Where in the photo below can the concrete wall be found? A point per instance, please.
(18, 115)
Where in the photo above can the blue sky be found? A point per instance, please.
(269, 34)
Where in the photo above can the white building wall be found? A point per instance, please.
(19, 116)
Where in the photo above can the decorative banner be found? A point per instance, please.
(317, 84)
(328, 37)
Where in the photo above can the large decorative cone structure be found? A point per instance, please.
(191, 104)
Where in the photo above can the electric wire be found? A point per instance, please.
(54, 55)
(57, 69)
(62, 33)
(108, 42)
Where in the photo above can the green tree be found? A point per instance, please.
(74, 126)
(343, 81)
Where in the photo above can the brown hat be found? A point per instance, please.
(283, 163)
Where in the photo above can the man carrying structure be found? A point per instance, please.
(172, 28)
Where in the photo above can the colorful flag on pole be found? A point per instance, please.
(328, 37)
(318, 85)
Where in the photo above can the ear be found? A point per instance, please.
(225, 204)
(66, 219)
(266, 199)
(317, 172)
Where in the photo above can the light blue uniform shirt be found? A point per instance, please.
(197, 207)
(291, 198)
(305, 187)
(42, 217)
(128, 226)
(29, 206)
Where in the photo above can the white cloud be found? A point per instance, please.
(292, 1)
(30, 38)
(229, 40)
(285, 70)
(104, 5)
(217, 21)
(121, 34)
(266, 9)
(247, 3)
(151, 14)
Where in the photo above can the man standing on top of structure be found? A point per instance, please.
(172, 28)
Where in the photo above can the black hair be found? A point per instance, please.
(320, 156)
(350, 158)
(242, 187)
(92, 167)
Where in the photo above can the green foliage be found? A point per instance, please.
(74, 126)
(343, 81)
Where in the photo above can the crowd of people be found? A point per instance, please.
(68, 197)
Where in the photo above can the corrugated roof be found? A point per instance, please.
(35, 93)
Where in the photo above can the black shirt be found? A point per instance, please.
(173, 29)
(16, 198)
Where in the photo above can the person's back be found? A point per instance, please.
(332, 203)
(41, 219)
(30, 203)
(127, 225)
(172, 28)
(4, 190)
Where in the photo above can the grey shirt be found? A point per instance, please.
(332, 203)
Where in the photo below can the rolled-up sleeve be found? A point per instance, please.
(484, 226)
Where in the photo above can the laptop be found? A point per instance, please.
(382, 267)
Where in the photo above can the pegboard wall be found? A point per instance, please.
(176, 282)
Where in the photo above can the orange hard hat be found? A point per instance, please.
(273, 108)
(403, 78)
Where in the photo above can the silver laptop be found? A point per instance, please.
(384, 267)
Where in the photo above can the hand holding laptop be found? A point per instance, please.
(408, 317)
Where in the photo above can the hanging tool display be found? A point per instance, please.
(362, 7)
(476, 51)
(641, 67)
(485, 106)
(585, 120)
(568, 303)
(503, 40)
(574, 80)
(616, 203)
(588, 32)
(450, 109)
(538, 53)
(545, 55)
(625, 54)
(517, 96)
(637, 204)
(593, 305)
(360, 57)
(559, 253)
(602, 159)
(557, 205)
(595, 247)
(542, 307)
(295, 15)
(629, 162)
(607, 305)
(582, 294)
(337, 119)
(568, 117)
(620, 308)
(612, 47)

## TASK STATEMENT
Rewrite all of the rows above, replacing "per instance" with "for each instance" each time it occurs and changing nothing else.

## EXERCISE RESPONSE
Where in the photo below can the concrete wall be found? A point for each instance, please.
(18, 115)
Where in the photo above can the blue sky be found? A point for each instance, please.
(269, 34)
Where in the photo above can the white building wall be found? A point for each instance, please.
(19, 116)
Where in the photo above can the decorative banner be found? A point for each instance, please.
(317, 84)
(328, 37)
Where in the photo above can the large decorative cone structure be found? A point for each instance, please.
(191, 104)
Where in the photo above can the electric wire be found? A point for each instance, please.
(54, 55)
(57, 69)
(62, 33)
(108, 42)
Where in the photo above can the green tree be found? A point for each instance, please.
(74, 126)
(343, 81)
Where in the photo above can the brown hat be found? A point for each instance, please.
(283, 163)
Where in the photo above can the man carrying structure be found? A point for each instance, please.
(172, 28)
Where in the photo above can the colorful flag on pole be found? A point for each instance, please.
(328, 37)
(318, 85)
Where in the photo above can the ear be found? A point for each instance, please.
(225, 204)
(66, 219)
(266, 199)
(317, 172)
Where in the photo above can the light blue uniform shirt be found? A point for each instance, please.
(197, 207)
(291, 198)
(305, 187)
(42, 217)
(128, 226)
(29, 206)
Where in the photo above can the white cloud be found? A point for each instance, please.
(292, 1)
(30, 38)
(229, 40)
(285, 70)
(104, 5)
(217, 21)
(121, 34)
(266, 9)
(247, 3)
(151, 14)
Where in the photo above can the man standing on top of structure be found? A point for each instance, please.
(172, 28)
Where in the photo above can the black hair be found? A point for each instance, please.
(320, 156)
(350, 158)
(242, 187)
(92, 167)
Where in the photo above can the green foliage be found? A point for each instance, please.
(74, 126)
(343, 81)
Where in the photo above can the crowd of people be found? A point for each instance, please.
(68, 197)
Where in the photo above can the corrugated roof be found? A point for each instance, please.
(35, 93)
Where in the photo above can the black shirt be found? A point for each instance, please.
(173, 29)
(16, 198)
Where in the photo above can the person's back be found? A point for each instance, please.
(332, 203)
(41, 219)
(30, 203)
(127, 225)
(172, 28)
(4, 190)
Where in the photo above can the grey shirt be found? A point for each instance, please.
(332, 203)
Where in the photo below can the rolled-up sleeve be found? A point for each instance, please.
(484, 226)
Where in the photo above can the laptop be found? A point for each instance, please.
(382, 267)
Where in the photo above can the pegboard wall be found? A point for each instance, please.
(176, 282)
Where in the photo above can the orange hard hat be found? A point for each instance, please.
(273, 108)
(403, 78)
Where in the photo above can the silver laptop be found? A point for each instance, please.
(384, 267)
Where in the photo above can the hand holding laptop be found? A point for each instance, please.
(408, 317)
Where in the photo above can the hanging tool display be found? A point for each instance, please.
(362, 7)
(476, 51)
(641, 67)
(485, 106)
(585, 120)
(568, 303)
(503, 40)
(574, 80)
(616, 203)
(588, 32)
(450, 109)
(538, 53)
(545, 55)
(625, 54)
(517, 96)
(637, 204)
(593, 305)
(360, 57)
(559, 253)
(602, 159)
(557, 205)
(595, 247)
(542, 307)
(295, 15)
(629, 162)
(607, 305)
(582, 294)
(337, 119)
(568, 117)
(620, 308)
(612, 47)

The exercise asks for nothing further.